+++ EXCERPTED RECORDS
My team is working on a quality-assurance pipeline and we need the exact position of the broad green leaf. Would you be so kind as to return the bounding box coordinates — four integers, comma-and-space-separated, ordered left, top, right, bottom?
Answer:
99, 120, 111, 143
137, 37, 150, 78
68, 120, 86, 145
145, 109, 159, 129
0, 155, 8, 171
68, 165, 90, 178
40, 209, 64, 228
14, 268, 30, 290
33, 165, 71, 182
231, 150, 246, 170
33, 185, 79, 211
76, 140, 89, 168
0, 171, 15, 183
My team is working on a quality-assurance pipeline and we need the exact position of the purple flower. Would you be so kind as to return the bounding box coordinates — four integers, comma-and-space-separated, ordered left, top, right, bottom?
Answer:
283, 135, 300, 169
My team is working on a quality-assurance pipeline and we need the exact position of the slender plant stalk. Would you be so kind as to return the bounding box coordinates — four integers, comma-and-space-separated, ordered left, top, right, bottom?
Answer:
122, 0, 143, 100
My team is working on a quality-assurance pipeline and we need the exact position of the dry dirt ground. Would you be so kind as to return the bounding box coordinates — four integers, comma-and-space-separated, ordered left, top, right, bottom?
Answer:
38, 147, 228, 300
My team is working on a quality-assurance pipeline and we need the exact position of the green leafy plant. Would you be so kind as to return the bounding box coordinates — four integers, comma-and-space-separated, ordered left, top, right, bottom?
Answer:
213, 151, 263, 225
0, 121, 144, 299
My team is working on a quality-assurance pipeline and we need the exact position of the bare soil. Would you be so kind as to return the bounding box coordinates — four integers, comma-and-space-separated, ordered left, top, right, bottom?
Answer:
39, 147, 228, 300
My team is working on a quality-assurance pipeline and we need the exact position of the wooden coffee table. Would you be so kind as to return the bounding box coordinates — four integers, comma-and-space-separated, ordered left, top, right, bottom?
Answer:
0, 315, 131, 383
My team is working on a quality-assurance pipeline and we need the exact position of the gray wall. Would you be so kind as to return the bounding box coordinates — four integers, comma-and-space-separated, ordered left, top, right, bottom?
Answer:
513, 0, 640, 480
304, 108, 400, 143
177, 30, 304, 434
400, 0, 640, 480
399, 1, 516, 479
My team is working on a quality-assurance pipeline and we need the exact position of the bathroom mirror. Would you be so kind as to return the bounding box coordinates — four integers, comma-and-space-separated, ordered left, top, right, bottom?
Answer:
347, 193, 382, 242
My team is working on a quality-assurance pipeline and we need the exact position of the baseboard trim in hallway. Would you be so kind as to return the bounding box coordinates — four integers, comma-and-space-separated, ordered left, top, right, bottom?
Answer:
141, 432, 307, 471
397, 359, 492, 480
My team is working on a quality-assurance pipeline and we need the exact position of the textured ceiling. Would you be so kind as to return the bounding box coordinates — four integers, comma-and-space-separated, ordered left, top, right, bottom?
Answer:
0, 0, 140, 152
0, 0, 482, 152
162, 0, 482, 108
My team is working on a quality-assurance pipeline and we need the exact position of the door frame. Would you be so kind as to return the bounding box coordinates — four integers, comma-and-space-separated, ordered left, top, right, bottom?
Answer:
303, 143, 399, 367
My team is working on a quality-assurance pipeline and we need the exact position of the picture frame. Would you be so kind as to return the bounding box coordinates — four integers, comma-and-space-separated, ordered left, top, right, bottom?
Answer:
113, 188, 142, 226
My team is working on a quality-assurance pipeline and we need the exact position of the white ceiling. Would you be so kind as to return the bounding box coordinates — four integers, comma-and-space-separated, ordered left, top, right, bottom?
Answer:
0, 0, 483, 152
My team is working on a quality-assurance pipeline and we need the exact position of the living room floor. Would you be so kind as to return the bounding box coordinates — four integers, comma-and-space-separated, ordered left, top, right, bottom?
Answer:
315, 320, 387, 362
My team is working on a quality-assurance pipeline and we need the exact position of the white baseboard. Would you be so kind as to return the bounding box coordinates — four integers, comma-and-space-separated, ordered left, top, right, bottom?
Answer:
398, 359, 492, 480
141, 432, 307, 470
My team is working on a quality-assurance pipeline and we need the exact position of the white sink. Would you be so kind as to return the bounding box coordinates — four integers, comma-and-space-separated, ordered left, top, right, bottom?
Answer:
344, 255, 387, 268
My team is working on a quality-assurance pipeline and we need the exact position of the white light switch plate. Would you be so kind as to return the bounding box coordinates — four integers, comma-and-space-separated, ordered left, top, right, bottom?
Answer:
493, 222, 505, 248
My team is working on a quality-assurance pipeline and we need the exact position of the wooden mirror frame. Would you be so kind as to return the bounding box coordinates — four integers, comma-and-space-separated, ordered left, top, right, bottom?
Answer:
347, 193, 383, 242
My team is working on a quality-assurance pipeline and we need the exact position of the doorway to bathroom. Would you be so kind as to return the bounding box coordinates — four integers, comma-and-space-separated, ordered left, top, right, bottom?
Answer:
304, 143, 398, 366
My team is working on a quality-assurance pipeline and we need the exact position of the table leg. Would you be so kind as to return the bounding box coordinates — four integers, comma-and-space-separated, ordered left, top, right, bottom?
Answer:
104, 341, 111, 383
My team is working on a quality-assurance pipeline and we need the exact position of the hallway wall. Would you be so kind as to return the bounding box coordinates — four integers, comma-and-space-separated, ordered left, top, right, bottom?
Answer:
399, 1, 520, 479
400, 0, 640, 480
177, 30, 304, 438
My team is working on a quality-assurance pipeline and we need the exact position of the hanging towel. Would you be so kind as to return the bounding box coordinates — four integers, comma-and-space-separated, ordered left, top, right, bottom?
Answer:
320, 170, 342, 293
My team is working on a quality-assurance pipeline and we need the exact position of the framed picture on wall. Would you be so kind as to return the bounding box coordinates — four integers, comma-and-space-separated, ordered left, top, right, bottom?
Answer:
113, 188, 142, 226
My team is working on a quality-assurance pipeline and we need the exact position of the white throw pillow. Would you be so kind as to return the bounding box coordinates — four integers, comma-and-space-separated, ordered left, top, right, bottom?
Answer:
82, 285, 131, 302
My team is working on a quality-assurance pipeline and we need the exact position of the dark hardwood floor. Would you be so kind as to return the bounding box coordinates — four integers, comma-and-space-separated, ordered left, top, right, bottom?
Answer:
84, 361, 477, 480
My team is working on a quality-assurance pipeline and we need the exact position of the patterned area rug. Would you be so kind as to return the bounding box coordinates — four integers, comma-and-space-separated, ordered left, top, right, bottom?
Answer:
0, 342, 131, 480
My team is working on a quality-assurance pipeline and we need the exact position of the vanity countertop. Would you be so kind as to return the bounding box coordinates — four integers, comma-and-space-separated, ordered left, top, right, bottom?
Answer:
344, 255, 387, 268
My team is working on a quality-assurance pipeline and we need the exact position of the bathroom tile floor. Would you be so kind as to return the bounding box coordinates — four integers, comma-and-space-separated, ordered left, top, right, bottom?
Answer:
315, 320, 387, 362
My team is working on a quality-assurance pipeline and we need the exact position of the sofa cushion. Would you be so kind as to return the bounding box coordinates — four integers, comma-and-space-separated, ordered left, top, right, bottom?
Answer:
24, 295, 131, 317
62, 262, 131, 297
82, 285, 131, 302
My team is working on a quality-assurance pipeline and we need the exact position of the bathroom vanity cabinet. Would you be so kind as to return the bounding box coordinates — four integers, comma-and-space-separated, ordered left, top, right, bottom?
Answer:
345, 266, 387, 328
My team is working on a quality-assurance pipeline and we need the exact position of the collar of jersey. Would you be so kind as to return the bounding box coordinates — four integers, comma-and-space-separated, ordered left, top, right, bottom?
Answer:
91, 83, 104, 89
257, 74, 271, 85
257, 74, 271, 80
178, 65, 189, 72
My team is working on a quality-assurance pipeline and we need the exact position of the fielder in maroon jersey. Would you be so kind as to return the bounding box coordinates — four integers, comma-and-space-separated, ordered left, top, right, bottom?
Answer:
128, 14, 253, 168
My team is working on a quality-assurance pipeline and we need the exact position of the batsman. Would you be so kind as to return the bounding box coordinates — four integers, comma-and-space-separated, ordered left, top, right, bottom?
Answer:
++++++
◆ **STATED GOAL**: Please format the lines of the records from the line with "of the baseboard" up to and including the line with "303, 143, 399, 367" as a Markdown table with two columns: "No." for the row number and "Text" for the line itself. Include only those lines and skip any blank ones.

◆ **OUTPUT OF THE EXERCISE**:
| No. | Text |
|---|---|
| 1 | My team is working on a quality-assurance pipeline and we need the exact position of the baseboard trim in hallway. Would you be so kind as to return the bounding box coordinates — four integers, comma-and-space-separated, ordered left, top, right, bottom? |
| 2 | Answer: |
| 3 | 141, 432, 307, 471 |
| 4 | 397, 359, 492, 480 |
| 5 | My team is working on a quality-assurance pipeline and we need the exact position of the textured ceiling. Would you be so kind as to return the bounding box coordinates — four integers, comma-and-space-separated, ordered left, top, right, bottom? |
| 6 | Answer: |
| 7 | 0, 0, 140, 152 |
| 8 | 0, 0, 482, 152 |
| 9 | 162, 0, 482, 108 |
| 10 | My team is working on a quality-assurance pipeline and we need the exact position of the door frame. Would you be so kind as to return the bounding box coordinates — four integers, comma-and-space-separated, ordered left, top, right, bottom? |
| 11 | Answer: |
| 12 | 303, 143, 399, 367 |